== RECORDED INFORMATION ==

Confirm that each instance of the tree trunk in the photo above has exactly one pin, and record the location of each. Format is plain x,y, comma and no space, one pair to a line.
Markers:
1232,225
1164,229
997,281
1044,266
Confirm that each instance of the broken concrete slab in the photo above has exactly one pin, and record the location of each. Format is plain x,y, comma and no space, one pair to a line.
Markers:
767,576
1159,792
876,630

===
== RECORDED INFORMATION ==

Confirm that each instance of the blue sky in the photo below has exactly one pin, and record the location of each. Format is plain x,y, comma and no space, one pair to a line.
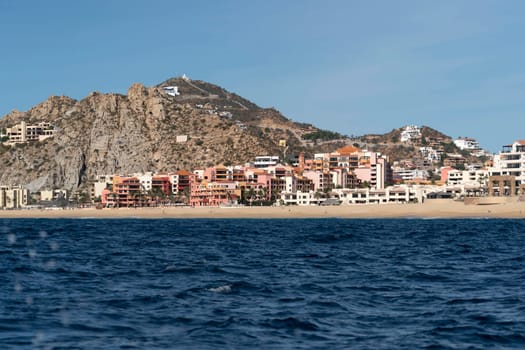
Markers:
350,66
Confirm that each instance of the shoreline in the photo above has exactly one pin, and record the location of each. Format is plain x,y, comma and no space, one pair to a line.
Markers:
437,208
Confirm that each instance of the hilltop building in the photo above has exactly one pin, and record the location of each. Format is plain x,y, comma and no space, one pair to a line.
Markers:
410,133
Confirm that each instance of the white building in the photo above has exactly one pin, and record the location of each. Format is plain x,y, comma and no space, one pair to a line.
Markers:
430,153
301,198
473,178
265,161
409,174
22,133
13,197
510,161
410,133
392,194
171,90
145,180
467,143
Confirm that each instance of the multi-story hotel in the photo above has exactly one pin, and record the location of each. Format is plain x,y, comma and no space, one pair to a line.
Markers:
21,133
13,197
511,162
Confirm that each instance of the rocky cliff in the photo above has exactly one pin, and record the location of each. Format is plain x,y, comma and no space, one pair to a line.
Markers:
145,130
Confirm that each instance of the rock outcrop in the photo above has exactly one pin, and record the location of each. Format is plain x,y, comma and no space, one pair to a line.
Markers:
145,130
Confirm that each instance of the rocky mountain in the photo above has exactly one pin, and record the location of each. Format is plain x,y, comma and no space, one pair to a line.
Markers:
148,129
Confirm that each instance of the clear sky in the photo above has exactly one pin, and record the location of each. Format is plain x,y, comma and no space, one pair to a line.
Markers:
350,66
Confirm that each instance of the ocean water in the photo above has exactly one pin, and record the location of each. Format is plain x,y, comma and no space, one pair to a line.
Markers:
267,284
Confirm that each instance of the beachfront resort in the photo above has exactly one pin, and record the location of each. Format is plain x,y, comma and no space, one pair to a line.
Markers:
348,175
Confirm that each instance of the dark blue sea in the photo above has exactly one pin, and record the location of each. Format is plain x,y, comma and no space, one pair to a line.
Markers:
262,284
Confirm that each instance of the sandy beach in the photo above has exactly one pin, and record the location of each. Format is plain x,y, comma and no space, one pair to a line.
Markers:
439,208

===

## YOUR OBJECTIVE
Count the lines in the records above that contain the string "rocky". Reply with the number alone.

## FINAL RESULT
2